Copy out all of the lines below, changing every "outline" to "shape" and leaving everything else the same.

** Start **

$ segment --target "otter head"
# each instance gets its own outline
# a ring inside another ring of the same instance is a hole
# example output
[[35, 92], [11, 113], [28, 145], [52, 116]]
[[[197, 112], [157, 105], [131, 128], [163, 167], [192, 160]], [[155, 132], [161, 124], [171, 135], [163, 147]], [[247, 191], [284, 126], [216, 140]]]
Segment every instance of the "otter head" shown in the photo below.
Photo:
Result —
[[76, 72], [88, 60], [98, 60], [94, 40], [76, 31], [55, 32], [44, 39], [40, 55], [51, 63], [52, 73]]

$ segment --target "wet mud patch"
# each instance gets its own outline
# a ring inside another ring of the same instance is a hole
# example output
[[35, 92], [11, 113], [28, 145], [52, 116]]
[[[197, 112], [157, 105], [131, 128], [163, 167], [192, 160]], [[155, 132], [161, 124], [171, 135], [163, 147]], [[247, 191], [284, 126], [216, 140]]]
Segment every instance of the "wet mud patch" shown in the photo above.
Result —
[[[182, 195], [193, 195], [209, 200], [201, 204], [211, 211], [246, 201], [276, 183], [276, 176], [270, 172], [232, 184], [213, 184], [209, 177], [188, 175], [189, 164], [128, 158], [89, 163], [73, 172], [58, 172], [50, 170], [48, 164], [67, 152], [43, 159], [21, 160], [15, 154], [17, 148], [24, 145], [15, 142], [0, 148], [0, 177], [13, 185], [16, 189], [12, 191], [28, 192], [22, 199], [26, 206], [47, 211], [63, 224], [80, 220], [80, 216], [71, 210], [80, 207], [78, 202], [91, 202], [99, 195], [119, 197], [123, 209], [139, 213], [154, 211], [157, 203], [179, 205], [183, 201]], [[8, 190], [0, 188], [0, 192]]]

** End **

▶ _REPLY TO THE EXERCISE_
$ segment --target "otter head"
# each instance gets its own shape
# a ring inside another ring of the same instance is a hole
# example output
[[35, 92], [11, 113], [28, 145], [52, 116]]
[[[197, 112], [157, 105], [131, 128], [163, 167], [192, 160]], [[155, 132], [161, 124], [171, 135], [163, 147]], [[247, 191], [284, 126], [216, 140]]]
Segment every instance of the "otter head" shown in the photo below.
Photo:
Result —
[[76, 72], [88, 60], [98, 60], [94, 40], [76, 31], [55, 32], [44, 39], [40, 55], [51, 63], [52, 73]]

$ segment --target "wet mud patch"
# each instance gets its own shape
# a ring inside another ring of the same instance is a hole
# example output
[[35, 92], [11, 113], [28, 145], [52, 116]]
[[[197, 112], [157, 105], [131, 128], [163, 167], [192, 160]], [[155, 132], [161, 124], [171, 135], [163, 147]], [[247, 191], [284, 126], [216, 140]]]
Segment every instance of the "wet mud patch" shown in the photo above.
Result —
[[[182, 195], [193, 195], [209, 200], [201, 204], [211, 211], [246, 201], [276, 183], [276, 176], [270, 172], [232, 184], [213, 184], [209, 177], [188, 175], [189, 164], [128, 158], [89, 163], [73, 172], [58, 172], [50, 170], [48, 164], [67, 152], [43, 159], [21, 160], [15, 154], [17, 148], [24, 145], [15, 142], [0, 148], [0, 177], [13, 185], [16, 189], [12, 191], [28, 192], [22, 199], [26, 206], [47, 211], [63, 224], [80, 220], [80, 216], [71, 210], [80, 207], [78, 202], [91, 202], [99, 195], [119, 197], [123, 209], [139, 213], [154, 211], [157, 203], [179, 205], [183, 201]], [[8, 190], [0, 188], [0, 192]]]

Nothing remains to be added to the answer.